(Photo object pointing records)
--- Begin ---

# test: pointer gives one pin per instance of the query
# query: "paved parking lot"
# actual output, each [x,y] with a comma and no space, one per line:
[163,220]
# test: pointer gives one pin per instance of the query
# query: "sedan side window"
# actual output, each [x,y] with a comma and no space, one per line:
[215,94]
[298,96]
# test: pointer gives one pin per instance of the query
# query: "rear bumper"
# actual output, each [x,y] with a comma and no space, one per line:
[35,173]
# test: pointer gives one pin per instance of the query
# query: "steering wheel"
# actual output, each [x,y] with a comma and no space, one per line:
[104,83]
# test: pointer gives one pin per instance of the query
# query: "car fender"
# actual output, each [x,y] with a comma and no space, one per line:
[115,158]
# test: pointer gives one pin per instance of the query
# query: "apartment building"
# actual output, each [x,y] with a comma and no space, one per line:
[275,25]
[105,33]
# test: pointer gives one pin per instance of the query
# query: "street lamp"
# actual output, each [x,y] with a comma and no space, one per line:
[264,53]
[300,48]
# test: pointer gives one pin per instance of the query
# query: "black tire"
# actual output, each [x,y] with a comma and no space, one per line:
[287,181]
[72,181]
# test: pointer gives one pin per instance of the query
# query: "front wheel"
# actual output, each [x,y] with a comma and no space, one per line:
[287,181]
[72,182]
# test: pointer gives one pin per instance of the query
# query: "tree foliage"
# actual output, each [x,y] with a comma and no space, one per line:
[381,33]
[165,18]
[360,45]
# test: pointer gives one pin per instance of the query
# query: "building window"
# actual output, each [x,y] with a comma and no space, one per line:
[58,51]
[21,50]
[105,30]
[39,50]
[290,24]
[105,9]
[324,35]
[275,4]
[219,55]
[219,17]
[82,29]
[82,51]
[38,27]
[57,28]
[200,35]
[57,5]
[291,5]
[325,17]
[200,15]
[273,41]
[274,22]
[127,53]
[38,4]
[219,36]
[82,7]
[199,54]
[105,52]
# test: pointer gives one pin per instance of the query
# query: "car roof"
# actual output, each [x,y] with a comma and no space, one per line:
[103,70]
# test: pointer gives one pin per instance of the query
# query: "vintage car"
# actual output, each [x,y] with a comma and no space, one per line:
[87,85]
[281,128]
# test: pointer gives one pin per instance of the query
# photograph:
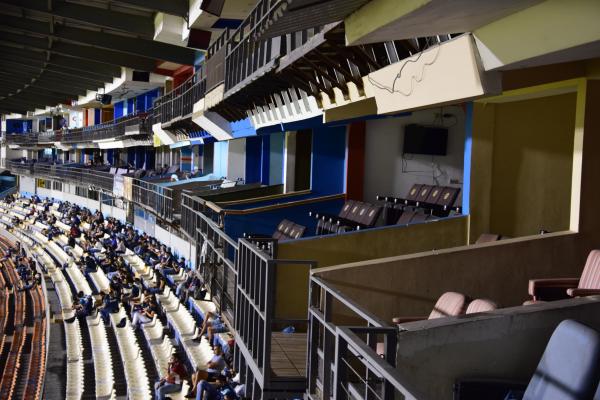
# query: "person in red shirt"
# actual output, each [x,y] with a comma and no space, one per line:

--- End ---

AIM: Tally the lines of the records above that contain the string "window", and give only that number.

RESPONSE TO THE TASK: 2